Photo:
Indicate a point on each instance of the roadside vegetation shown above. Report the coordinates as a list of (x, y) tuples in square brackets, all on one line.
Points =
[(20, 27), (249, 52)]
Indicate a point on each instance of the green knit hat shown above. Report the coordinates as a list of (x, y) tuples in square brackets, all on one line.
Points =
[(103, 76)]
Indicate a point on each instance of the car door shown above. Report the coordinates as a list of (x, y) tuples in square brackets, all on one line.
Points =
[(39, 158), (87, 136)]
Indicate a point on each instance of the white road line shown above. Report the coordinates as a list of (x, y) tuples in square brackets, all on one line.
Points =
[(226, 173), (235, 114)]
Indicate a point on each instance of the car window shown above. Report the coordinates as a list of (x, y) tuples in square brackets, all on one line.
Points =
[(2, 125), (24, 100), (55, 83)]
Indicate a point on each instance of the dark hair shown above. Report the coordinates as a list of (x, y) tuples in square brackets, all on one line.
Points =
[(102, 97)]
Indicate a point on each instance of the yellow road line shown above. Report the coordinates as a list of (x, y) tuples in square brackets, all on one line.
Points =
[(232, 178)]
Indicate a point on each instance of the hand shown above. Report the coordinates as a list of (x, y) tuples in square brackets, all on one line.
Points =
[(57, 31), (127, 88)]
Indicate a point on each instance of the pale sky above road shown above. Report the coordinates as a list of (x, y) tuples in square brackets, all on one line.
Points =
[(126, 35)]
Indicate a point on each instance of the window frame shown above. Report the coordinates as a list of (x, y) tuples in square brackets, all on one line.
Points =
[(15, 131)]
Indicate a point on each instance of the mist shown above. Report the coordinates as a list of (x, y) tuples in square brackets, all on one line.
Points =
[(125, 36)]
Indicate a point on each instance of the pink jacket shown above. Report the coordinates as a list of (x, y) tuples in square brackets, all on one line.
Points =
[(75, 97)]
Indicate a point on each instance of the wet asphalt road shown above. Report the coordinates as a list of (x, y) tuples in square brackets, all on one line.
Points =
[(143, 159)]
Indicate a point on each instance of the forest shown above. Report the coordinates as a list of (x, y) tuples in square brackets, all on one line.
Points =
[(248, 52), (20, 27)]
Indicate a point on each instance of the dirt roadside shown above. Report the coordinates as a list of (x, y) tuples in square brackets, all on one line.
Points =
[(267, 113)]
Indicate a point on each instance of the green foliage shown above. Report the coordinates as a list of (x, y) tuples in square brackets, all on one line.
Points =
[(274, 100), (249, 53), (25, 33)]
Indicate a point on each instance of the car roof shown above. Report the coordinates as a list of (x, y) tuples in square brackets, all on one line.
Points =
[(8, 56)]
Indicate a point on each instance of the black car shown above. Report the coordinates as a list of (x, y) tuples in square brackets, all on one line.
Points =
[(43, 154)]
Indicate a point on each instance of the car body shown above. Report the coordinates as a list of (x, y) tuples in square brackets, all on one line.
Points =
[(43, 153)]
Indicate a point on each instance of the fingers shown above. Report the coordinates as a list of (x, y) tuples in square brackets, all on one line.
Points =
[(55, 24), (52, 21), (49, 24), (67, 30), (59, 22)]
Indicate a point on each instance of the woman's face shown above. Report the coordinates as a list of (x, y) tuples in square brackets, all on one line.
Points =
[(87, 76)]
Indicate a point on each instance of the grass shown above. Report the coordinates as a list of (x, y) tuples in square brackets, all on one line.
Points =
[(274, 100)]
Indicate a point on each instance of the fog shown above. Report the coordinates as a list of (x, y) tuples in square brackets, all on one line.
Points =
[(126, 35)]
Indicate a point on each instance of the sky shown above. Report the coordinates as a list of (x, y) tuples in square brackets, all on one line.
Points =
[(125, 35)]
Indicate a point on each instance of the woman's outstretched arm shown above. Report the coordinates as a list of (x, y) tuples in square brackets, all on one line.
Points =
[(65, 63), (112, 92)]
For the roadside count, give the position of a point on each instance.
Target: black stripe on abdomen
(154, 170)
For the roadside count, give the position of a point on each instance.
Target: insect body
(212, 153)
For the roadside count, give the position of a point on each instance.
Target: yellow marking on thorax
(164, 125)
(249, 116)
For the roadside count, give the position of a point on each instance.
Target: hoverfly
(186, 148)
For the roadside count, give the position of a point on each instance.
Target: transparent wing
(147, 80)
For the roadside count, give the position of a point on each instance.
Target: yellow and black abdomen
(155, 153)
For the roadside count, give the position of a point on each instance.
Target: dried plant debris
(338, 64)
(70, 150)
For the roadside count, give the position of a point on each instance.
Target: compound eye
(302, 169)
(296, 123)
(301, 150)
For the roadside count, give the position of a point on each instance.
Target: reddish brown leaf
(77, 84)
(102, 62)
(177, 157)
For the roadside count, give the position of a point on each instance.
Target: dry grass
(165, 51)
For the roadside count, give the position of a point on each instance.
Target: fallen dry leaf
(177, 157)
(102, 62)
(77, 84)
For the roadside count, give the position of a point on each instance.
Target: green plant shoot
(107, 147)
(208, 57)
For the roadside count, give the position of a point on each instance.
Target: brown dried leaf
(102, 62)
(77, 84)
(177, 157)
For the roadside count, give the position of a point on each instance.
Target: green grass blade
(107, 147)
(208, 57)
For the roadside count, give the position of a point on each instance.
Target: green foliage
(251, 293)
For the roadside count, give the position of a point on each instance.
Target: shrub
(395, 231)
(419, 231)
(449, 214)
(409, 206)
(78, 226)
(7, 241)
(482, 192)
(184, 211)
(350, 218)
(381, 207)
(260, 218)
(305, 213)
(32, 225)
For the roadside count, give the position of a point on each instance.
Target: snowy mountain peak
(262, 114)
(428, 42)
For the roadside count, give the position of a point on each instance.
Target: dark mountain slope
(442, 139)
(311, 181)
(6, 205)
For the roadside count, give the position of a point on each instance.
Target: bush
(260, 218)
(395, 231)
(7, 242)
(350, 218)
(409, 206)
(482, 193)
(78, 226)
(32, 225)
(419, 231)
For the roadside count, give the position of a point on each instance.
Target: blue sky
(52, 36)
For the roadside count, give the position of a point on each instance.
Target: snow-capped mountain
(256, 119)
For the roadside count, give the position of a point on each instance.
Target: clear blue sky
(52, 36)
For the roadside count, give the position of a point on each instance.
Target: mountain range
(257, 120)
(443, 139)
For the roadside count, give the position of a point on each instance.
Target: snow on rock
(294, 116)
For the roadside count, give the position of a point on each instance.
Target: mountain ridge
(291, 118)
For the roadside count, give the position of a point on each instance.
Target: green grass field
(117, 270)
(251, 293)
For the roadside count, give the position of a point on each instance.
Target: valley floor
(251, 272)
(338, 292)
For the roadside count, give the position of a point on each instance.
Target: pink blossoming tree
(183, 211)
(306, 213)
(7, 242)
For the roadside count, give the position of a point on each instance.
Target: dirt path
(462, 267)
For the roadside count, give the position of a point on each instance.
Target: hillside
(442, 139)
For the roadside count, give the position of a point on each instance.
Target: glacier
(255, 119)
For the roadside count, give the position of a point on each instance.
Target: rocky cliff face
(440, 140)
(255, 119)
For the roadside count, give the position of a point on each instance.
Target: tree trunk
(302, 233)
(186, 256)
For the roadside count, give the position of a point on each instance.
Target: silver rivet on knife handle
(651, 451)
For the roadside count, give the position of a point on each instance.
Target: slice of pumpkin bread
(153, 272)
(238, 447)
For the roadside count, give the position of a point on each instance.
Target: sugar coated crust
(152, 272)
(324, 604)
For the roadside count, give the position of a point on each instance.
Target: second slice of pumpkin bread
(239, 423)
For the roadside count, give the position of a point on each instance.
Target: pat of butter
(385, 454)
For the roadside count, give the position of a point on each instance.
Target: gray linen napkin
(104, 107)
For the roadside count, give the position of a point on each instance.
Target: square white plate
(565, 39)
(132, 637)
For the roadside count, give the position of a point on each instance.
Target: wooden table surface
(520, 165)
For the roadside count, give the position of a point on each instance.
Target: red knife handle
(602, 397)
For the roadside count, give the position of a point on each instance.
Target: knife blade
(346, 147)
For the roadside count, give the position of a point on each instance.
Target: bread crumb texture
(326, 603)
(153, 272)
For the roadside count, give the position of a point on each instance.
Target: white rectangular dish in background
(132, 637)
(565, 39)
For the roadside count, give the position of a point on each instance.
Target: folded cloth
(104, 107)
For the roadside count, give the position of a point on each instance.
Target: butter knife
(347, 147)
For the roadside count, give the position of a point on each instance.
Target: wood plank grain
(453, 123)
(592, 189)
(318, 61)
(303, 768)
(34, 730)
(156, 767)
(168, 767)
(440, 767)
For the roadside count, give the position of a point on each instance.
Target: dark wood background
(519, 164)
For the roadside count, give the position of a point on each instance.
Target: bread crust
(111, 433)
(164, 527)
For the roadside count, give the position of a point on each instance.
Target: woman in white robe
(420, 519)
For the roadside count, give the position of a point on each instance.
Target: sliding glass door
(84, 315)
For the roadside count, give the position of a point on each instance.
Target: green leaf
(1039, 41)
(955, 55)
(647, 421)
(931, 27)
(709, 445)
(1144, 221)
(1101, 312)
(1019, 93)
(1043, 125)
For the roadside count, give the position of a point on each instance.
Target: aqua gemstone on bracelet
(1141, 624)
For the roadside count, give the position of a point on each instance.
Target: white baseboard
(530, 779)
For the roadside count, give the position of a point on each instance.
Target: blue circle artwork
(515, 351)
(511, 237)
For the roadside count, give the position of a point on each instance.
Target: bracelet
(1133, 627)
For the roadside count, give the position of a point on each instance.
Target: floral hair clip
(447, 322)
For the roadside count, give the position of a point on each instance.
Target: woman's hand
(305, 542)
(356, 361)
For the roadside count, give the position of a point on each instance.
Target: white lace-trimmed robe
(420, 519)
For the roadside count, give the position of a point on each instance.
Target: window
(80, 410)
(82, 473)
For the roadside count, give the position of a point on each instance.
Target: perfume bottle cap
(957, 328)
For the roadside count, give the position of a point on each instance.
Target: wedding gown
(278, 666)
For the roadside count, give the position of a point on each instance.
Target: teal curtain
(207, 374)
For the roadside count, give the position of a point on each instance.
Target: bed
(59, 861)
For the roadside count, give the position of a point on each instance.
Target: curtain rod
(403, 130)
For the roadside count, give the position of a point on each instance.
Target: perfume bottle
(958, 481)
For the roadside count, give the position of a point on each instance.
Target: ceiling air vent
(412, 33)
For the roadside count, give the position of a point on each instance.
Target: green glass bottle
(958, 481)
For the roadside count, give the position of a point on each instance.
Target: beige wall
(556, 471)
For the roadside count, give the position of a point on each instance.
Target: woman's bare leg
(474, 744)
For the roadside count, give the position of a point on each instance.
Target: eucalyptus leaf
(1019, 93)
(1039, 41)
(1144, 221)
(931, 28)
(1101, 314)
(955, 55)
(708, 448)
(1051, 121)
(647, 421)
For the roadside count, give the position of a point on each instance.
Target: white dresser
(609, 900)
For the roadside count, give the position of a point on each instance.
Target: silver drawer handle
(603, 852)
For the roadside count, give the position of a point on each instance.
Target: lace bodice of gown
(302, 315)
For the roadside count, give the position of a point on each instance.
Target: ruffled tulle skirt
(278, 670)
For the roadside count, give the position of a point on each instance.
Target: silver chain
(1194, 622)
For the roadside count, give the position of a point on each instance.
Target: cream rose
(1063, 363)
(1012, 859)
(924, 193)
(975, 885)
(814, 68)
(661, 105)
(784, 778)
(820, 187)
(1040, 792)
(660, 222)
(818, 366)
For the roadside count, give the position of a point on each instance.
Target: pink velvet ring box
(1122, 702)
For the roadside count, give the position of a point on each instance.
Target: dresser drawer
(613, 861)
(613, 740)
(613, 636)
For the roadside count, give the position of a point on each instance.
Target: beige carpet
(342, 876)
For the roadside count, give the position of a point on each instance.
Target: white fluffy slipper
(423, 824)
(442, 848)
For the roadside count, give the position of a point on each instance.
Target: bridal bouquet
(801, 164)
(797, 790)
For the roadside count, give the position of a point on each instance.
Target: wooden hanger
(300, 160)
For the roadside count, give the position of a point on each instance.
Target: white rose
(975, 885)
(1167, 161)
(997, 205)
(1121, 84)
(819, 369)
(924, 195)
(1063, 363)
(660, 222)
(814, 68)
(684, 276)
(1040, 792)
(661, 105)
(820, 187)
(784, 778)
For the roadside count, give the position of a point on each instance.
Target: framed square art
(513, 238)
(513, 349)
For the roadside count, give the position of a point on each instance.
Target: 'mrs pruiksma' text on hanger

================

▸ WHAT YOU ARE ASKED TO DO: Format everything above from the line containing "Indicate a point on each instance of the green knit" down to the line containing "[(143, 159)]", both included, as a numbered list, omitting any blank lines.

▸ TASK RESPONSE:
1. Indicate a point on each instance of the green knit hat shown above. Report the coordinates as a list of (x, y) tuples in square brackets, all on one line.
2. Points =
3. [(103, 76)]
4. Indicate a point on each instance of the car door shown above. Report the coordinates as a list of (x, y) tuples in square brackets, all on one line.
5. Points =
6. [(39, 158), (87, 136)]
7. Indicate a point on each instance of the white road line shown above. Report the coordinates as a list of (x, y) tuples in square brackets, all on one line.
8. Points =
9. [(226, 173), (235, 114)]
10. Indicate a point on each instance of the car window shown above. Report the coordinates as a list of (x, y) tuples in square brackets, all on one line.
11. Points =
12. [(2, 125), (24, 100), (55, 83)]
13. Indicate a point on each instance of the dark hair shown above. Report the coordinates as a list of (x, y) tuples in square brackets, all on one line.
14. Points =
15. [(102, 97)]
16. Indicate a point on each instance of the yellow road line shown above. Report the coordinates as a list of (x, y) tuples in square brackets, all on one line.
17. Points =
18. [(232, 178)]
19. Indicate a point on each instance of the hand shown above. Report the coordinates as a list of (x, y) tuples in square brackets, all on one line.
20. Points =
21. [(57, 31), (127, 88)]
22. Indicate a point on each instance of the pale sky above road shown above. Report the coordinates as a list of (x, y) tuples in square brackets, all on one line.
23. Points =
24. [(126, 35)]
25. Indicate a point on each instance of the window frame shown above. Report the coordinates as a list of (x, y) tuples in square brackets, all on one line.
26. Points =
27. [(15, 131)]
28. Indicate a point on each instance of the mist shown above. Report the coordinates as a list of (x, y) tuples in square brackets, all on one line.
29. Points =
30. [(125, 36)]
31. Indicate a point on each instance of the pink jacket shown above. Report the coordinates as a list of (x, y) tuples in square brackets, all on one line.
32. Points =
33. [(75, 97)]
34. Indicate a point on each instance of the wet asphalt road shown above. Report the coordinates as a list of (x, y) tuples in square brackets, all on one line.
35. Points =
36. [(143, 159)]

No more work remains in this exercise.